Reproduce the lines below word for word. Start at the line that contains "I would be grateful for your help with the cloudy" and end after the line that contains "point(231, 140)".

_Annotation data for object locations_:
########

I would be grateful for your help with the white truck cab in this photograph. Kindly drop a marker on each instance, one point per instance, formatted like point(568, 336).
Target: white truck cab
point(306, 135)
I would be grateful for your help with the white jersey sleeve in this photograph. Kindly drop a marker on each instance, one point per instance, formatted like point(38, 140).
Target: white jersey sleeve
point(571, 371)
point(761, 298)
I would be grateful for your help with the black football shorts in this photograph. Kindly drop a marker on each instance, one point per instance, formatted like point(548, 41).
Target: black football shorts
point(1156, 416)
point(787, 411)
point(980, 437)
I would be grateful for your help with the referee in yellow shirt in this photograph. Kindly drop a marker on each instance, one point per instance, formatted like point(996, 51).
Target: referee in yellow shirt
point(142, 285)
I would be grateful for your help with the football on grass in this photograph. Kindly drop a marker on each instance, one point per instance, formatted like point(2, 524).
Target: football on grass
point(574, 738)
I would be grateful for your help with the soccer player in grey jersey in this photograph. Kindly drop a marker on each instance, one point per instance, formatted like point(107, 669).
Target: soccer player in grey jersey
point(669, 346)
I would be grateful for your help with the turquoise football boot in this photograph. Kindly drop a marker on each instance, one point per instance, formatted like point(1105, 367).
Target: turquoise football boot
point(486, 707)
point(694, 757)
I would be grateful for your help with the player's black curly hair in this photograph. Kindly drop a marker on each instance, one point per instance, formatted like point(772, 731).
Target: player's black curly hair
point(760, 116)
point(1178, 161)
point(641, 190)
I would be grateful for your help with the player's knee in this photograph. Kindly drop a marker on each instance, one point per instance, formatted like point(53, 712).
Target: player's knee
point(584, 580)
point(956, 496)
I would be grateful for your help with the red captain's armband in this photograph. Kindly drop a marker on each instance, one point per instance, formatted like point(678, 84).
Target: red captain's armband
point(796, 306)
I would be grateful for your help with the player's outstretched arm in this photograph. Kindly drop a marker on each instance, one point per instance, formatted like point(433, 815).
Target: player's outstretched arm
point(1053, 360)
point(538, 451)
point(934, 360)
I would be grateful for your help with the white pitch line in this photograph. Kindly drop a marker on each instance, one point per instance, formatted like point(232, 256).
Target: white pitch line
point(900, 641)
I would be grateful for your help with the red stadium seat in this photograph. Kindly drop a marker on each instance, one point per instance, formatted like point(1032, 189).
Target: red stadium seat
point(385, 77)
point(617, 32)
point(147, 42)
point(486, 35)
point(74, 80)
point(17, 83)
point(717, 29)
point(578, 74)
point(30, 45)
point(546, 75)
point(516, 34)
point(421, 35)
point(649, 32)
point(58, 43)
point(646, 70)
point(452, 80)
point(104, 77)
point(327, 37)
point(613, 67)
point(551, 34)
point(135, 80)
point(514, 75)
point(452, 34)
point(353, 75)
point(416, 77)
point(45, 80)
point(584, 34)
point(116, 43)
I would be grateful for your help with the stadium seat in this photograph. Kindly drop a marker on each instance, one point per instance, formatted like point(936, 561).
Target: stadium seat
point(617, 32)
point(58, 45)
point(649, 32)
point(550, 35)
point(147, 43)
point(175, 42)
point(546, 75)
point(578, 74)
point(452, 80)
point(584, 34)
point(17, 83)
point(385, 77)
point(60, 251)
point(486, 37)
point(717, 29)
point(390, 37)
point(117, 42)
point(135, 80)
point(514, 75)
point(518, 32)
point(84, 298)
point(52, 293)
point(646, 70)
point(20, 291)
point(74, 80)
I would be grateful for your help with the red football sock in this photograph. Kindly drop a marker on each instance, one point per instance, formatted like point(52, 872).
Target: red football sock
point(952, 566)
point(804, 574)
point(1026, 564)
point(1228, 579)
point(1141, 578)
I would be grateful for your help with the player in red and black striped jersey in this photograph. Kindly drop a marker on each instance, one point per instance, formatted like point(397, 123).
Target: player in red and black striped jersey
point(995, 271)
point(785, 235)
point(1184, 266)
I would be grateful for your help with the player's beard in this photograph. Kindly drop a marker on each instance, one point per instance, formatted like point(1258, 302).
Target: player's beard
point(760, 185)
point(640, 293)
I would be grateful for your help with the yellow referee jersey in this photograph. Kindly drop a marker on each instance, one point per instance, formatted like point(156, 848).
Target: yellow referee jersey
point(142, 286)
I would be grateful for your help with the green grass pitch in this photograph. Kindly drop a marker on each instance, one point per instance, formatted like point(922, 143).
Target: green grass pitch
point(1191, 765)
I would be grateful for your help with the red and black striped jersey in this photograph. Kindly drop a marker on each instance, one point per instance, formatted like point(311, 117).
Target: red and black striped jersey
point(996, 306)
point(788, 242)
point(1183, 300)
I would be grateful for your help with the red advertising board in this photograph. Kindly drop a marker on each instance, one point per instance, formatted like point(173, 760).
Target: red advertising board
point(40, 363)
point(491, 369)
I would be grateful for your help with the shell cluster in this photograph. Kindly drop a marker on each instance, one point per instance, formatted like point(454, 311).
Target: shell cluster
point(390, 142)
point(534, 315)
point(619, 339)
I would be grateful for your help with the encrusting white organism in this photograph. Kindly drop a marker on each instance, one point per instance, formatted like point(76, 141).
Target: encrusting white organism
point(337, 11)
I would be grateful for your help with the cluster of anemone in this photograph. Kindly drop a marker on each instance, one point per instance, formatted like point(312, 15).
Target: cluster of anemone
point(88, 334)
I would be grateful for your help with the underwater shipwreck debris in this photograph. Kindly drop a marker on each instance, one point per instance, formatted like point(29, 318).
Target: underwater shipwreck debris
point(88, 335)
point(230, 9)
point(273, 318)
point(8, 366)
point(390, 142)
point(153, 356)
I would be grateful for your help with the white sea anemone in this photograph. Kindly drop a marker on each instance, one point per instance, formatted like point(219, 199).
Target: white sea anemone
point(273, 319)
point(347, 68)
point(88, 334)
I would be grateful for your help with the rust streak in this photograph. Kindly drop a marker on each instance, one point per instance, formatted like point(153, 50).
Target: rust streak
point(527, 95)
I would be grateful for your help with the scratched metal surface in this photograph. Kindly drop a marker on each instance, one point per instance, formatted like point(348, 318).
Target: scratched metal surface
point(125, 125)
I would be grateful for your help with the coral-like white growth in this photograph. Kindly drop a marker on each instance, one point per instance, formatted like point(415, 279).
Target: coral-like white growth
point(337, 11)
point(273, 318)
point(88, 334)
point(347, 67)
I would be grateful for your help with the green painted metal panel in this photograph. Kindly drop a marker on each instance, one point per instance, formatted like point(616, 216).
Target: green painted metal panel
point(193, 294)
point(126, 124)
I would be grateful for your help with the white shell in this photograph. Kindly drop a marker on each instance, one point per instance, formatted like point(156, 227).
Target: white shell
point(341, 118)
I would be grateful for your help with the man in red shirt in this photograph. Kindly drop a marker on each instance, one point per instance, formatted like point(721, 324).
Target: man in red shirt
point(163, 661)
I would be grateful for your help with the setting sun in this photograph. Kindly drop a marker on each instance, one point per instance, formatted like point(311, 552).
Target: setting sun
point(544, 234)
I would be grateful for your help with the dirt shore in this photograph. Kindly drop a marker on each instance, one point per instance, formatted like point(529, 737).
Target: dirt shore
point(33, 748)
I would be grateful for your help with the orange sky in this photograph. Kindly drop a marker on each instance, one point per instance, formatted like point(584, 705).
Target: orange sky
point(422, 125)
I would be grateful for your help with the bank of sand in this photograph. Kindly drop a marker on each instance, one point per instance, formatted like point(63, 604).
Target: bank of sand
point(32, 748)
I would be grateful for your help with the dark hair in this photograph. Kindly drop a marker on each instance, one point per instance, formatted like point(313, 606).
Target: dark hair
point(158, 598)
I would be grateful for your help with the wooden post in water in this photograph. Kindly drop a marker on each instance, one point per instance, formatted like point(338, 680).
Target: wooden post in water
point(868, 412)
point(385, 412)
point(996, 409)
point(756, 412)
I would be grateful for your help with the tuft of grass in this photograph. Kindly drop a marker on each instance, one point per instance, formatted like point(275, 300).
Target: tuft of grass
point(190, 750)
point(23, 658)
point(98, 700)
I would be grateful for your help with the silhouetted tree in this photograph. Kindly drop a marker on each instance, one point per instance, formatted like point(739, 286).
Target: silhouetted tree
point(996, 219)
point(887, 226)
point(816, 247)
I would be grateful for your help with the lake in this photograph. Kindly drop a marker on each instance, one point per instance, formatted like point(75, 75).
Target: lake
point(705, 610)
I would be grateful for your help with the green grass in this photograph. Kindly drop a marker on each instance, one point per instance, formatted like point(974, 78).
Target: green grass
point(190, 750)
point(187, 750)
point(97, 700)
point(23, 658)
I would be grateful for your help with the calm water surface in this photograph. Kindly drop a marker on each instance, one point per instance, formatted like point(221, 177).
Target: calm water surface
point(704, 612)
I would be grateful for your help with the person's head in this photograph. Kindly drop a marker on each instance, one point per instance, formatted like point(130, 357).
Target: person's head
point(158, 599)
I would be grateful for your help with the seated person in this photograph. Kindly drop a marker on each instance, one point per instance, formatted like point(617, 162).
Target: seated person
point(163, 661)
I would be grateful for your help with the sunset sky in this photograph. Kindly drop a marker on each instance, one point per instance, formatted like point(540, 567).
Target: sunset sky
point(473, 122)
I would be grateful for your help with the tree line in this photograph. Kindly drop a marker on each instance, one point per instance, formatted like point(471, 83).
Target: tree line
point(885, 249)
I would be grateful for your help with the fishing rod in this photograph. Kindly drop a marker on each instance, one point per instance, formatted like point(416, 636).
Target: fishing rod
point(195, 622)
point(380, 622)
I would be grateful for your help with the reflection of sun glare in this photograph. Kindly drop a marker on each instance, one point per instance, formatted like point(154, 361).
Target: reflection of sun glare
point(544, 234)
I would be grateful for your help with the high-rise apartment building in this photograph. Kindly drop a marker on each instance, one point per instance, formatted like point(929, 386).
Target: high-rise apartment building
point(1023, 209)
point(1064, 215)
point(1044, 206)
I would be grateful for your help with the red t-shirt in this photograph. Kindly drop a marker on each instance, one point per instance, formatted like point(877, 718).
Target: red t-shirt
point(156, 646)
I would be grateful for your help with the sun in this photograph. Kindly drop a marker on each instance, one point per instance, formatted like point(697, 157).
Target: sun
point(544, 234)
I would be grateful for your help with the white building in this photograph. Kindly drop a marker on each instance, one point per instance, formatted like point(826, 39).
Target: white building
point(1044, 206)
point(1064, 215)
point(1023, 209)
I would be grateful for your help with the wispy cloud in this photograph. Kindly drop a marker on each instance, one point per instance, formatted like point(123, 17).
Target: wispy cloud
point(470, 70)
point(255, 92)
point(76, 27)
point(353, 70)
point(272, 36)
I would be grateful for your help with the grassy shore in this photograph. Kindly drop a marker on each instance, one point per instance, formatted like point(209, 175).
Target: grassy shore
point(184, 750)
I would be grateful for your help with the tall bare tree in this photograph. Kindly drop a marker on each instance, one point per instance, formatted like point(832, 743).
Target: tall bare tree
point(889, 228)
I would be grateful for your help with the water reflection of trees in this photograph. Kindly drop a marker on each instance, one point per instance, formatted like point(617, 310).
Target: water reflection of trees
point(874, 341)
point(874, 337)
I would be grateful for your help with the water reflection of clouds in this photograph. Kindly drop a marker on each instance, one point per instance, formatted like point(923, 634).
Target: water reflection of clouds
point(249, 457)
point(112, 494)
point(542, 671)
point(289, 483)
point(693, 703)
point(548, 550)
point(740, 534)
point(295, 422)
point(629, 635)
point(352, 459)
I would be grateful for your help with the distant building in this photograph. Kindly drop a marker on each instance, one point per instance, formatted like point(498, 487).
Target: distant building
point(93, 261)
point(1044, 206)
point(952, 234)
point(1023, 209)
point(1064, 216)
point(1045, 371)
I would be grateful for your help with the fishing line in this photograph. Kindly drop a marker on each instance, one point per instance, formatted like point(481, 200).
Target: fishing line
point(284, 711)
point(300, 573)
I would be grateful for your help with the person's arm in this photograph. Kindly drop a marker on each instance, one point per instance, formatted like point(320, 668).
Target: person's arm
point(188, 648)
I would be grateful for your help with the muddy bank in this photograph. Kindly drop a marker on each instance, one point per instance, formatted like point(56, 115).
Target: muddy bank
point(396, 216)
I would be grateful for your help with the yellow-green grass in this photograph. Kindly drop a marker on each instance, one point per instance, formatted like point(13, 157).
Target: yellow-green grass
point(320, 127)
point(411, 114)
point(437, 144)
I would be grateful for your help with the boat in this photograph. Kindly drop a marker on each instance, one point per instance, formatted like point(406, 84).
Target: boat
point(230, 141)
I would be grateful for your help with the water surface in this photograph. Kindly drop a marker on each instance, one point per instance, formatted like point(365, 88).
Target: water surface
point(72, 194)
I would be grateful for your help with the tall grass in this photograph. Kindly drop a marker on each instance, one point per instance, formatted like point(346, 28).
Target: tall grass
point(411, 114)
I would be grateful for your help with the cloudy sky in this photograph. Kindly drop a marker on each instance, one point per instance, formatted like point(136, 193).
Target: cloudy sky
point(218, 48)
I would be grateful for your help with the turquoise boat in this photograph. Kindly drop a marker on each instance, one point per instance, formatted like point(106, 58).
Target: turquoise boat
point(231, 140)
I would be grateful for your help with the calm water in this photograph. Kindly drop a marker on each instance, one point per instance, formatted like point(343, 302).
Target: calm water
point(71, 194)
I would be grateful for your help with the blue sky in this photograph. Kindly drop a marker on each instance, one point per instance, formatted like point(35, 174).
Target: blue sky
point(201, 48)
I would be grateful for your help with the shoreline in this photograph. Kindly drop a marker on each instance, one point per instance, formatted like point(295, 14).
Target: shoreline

########

_In response_:
I would be grateful for your help with the cloudy sky in this photograph. Kindly drop a marker on each instance, one point per instance, formatted like point(136, 193).
Target: cloudy sky
point(218, 48)
I would be grateful for your help with the turquoise boat in this photograph. Kindly drop a marker on each instance, one point per instance, formatted like point(106, 58).
Target: turquoise boat
point(231, 140)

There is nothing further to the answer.